━━━ Page extract ━━━

Carrie is the first Stephen King book I ever read. As I share a name with the protagonist, I figured I might as well read the damn thing so I would at least get the allusions people made to the novel. Therefore, at 13, I walked into the local library and hunted down the Stephen King section, which at the time was entirely made up of paper backs crammed into one tall rotating rack. I had no idea what I was getting myself into.

The story concerns Carrie White, a teenager living in Maine. She is neither attractive nor particularly bright, and due to her upbringing by a religious fanatic mother, her social skills are also nothing special. She has spent most of her life as the butt of every joke, tortured by her classmates and ignored by almost everyone else. The one thing Carrie has going for her--as she discovers one day during gym class--is a latent talent for telekinesis. Several stories--including that of Carrie, her classmate Sue, antagonist Chris, and the rest of the town--are entwined, coming together in a final explosive confrontation.

━━━ Data extract ━━━

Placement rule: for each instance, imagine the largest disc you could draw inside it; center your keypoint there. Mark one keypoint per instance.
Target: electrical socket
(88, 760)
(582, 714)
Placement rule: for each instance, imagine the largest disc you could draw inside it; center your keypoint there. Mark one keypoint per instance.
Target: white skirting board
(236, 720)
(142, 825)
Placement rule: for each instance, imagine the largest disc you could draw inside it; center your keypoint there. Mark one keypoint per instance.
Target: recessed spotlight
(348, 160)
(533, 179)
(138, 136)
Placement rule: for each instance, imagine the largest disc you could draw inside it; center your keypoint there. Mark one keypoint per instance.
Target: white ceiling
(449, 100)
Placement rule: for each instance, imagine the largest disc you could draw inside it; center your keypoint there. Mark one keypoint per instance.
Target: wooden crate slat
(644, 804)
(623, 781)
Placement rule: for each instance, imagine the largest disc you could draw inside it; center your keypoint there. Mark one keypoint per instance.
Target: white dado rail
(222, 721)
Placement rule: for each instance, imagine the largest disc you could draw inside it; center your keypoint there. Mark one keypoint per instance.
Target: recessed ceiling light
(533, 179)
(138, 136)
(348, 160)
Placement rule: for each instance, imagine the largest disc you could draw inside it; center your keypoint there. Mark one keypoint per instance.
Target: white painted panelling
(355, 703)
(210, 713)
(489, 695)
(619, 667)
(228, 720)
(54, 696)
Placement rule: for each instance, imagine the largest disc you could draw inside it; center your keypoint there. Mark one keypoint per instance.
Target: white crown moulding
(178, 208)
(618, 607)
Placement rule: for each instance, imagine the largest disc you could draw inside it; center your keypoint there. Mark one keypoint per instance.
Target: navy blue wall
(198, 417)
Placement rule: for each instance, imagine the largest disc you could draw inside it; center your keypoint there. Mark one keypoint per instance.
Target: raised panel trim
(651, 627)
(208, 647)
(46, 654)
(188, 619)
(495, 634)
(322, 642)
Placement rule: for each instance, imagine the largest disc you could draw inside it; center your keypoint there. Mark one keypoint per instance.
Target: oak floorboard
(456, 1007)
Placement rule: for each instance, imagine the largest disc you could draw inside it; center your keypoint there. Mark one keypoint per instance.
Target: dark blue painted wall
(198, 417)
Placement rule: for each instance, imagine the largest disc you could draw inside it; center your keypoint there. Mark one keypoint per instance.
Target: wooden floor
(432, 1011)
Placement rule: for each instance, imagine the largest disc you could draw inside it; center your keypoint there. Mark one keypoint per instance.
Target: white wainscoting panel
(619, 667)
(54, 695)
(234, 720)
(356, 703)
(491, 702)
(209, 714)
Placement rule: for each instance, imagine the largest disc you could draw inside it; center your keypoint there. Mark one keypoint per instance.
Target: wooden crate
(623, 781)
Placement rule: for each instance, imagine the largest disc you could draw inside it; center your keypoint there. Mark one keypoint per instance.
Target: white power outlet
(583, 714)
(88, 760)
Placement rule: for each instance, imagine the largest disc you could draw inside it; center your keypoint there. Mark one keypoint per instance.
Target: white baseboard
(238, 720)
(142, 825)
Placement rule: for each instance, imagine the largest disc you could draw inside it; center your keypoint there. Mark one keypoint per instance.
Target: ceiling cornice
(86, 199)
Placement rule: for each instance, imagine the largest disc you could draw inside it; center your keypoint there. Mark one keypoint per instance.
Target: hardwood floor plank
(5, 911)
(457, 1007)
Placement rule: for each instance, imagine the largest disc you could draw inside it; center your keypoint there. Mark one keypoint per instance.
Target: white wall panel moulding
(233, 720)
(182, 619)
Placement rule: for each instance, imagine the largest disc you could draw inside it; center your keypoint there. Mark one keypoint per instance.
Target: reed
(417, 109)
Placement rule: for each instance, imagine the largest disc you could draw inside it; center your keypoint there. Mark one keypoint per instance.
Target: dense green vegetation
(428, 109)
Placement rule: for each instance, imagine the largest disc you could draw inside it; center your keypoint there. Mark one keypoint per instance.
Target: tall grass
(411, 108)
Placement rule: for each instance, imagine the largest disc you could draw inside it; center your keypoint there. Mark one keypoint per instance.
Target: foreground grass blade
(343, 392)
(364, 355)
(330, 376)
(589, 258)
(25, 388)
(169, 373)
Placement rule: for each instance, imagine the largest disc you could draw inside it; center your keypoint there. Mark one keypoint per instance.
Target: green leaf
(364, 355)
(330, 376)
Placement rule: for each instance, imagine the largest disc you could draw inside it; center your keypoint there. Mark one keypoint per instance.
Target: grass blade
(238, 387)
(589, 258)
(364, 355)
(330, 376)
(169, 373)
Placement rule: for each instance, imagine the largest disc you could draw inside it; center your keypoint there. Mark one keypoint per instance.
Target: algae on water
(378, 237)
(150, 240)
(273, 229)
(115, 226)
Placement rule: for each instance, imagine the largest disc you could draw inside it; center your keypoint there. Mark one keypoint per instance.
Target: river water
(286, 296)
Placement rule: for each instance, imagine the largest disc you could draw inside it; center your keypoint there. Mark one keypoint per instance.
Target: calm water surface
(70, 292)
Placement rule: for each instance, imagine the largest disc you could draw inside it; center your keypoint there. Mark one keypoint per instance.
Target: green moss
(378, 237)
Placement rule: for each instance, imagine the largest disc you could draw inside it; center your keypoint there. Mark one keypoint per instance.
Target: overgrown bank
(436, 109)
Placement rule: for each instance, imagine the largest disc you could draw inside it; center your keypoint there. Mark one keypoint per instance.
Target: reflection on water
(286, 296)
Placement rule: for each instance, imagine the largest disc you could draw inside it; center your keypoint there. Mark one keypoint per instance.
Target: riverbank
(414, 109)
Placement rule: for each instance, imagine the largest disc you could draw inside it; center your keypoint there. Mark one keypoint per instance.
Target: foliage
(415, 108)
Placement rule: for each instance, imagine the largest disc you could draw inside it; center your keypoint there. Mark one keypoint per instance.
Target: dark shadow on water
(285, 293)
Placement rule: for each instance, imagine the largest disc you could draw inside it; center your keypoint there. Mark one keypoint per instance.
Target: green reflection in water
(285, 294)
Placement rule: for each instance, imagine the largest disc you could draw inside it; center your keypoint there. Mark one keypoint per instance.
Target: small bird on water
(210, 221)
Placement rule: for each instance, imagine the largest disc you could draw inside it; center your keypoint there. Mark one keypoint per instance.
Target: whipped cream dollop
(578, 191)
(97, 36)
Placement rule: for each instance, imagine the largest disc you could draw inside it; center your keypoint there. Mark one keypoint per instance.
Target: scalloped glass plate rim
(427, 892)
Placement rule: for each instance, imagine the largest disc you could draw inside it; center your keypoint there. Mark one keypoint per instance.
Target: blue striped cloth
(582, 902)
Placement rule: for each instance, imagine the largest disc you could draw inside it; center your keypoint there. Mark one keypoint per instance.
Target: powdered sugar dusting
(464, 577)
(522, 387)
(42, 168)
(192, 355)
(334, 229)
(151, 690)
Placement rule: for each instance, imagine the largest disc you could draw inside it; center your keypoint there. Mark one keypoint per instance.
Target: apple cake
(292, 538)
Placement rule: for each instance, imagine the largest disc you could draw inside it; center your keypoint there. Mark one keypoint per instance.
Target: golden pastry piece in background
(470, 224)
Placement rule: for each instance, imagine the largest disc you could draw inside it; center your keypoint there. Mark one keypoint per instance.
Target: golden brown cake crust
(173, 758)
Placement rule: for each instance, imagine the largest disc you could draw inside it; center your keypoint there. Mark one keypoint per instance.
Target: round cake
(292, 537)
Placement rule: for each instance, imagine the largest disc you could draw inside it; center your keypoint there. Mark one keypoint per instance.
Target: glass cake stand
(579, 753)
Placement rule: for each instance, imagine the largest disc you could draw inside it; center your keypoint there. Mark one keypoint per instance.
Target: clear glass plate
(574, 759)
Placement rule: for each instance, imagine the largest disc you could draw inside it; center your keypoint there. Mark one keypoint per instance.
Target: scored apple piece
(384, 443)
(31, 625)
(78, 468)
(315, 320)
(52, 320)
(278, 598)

━━━

• Set of tasks:
A) Copy the passage of the Carrie review starting at "The story concerns" and ending at "final explosive confrontation.".
B) Decide whether each statement agrees with the Carrie review, answering yes or no and quoting the words that settle it: (i) The reviewer first read the novel at age 13. (ii) Carrie White is a teenager living in Vermont. (iii) Carrie learns of her telekinesis during gym class.
C) Go on with the Carrie review from the point where it stops.

• Answers to the exercise:
A)
The story concerns Carrie White, a teenager living in Maine. She is neither attractive nor particularly bright, and due to her upbringing by a religious fanatic mother, her social skills are also nothing special. She has spent most of her life as the butt of every joke, tortured by her classmates and ignored by almost everyone else. The one thing Carrie has going for her--as she discovers one day during gym class--is a latent talent for telekinesis. Several stories--including that of Carrie, her classmate Sue, antagonist Chris, and the rest of the town--are entwined, coming together in a final explosive confrontation.

B)
(i) Yes: "Therefore, at 13, I walked into the local library"
(ii) No: "a teenager living in Maine"
(iii) Yes: "The one thing Carrie has going for her--as she discovers one day during gym class--is a latent talent for telekinesis."

C)
The story is probably familiar, as it's become a part of popular culture due to the film version with Sissy Spacek and Piper Laurie. However, the book is definitely worth reading. It's set up as an epistolary novel, combining news clippings, "witness testimony," and "scientific papers" as well as sections from the characters' points of view. In style, it has a lot in common with Dracula, which King has often mentioned as a strong influence on his writing. The characters are compelling, and you definitely find yourself sympathizing with Carrie, even if you do what is going to happen in the end.

I highly recommend this--it's a quick read, free from King's usual ramblings and tangents (which, though I do enjoy them, can lead to bloat in some of his works). It's a good introduction to his style without the thousand page commitment.